STUDY TEXT »
↓

Consuming weaver ant eggs on Goru Bihu helps people to remain healthy throughout the year
Digital Desk: Today marks Goru Bihu, a cherished festival of Assam, observed on the last day of the Assamese month of ‘sot’ and the eve of Bohag. The festival is deeply rooted in tradition, with several customs that continue to enrich Assamese society.
One such unique tradition followed by a section of people is the consumption of weaver ant eggs, locally known as “amroli poruar tup.” This delicacy is especially popular among indigenous communities and is often sold at high prices in Uruka markets.
On the day of Goru Bihu, many villagers venture out early in the morning in search of weaver ant nests, which are typically found on tall trees. Collecting these nests is a challenging task due to their height and location.
According to popular belief, consuming weaver ant eggs on Goru Bihu helps people to remain healthy throughout the year. These eggs are considered a high-protein and nutritious food that contributes to overall well-being.
Devakanta Koch, a traditional herbal practitioner from Tulsibari village in Dhemaji, explains that this practice has been passed down through generations. He notes that the eggs contain a form of acid believed to help cleanse toxins from the body, which may accumulate due to the consumption of various foods. This, he adds, is widely believed to help maintain good health for an entire year and is also supported by certain scientific perspectives.

↑

YOUR TASK »
Please mark each of these statements yes or no against the weaver ant article, quoting the words of the article that decide it: 1. Goru Bihu falls on the last day of the Assamese month of ‘sot’. 2. Weaver ant nests are usually found on low bushes. 3. Devakanta Koch comes from Tulsibari village in Dhemaji. Rely on nothing but the weaver ant article above.

MATERIAL SHOWN »

↓

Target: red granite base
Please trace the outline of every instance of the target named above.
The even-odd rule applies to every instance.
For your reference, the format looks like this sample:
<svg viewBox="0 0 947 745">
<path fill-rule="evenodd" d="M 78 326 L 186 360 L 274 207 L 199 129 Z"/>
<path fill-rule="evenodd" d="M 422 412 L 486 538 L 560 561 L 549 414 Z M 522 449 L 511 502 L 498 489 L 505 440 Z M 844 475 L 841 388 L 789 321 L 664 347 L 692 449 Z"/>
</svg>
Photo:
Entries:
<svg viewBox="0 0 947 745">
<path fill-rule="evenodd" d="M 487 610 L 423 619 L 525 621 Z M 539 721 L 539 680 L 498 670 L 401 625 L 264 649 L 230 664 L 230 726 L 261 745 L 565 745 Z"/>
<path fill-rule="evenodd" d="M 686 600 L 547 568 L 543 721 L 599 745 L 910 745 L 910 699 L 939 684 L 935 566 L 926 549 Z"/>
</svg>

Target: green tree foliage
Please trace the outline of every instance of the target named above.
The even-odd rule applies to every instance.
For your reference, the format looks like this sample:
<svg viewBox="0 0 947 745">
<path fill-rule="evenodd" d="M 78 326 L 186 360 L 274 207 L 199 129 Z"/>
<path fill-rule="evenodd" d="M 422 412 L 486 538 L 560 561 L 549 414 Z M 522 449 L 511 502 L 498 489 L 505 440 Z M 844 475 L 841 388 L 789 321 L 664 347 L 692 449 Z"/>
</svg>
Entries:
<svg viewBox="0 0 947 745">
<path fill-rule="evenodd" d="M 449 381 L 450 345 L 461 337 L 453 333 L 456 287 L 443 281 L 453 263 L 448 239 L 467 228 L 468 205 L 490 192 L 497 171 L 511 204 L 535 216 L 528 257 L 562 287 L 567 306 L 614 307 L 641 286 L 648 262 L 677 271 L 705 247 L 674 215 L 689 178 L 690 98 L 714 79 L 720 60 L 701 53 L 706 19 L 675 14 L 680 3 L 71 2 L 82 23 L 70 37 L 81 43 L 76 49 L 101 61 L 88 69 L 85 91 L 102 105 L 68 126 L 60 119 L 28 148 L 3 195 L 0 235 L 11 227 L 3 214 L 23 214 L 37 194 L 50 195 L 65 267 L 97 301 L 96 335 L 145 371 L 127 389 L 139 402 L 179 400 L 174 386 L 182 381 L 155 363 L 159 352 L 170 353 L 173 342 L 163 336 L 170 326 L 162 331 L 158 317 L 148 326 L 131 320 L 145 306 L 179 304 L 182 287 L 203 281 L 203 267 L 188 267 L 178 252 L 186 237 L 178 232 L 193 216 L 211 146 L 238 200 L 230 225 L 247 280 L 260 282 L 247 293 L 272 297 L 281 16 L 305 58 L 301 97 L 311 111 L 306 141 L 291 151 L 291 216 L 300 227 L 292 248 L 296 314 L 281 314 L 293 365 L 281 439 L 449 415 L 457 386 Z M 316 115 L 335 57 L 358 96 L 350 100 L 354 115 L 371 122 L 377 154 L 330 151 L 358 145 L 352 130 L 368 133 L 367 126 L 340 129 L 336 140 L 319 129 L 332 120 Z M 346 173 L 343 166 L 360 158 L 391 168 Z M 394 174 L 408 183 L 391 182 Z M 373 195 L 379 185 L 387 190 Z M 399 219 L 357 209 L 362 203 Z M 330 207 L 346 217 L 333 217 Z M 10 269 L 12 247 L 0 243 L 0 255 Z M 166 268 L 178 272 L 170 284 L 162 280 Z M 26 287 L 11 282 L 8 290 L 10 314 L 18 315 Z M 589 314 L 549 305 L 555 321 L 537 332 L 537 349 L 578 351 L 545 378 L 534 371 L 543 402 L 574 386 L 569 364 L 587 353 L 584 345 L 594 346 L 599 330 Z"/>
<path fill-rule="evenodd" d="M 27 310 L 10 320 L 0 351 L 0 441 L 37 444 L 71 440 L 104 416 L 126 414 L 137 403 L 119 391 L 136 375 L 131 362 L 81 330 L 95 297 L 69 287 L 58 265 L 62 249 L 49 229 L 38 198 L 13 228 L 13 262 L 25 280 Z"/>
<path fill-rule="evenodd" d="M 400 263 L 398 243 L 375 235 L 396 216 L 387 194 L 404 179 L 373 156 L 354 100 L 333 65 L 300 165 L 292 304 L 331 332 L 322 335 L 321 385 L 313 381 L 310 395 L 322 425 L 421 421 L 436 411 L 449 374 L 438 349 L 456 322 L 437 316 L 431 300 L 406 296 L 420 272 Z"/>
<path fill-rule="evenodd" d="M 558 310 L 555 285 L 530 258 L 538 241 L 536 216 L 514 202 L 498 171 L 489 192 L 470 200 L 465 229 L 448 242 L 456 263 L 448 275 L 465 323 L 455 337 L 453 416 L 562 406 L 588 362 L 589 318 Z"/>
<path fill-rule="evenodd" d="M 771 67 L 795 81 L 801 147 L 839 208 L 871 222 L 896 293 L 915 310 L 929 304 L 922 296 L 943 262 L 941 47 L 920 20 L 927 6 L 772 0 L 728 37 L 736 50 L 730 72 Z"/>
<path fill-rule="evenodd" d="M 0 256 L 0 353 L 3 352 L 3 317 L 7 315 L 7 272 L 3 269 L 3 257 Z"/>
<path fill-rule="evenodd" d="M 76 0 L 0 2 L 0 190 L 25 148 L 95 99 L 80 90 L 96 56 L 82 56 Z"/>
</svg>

↑

EXPECTED ANSWER »
1. Yes: "observed on the last day of the Assamese month of ‘sot’"
2. No: "which are typically found on tall trees"
3. Yes: "a traditional herbal practitioner from Tulsibari village in Dhemaji"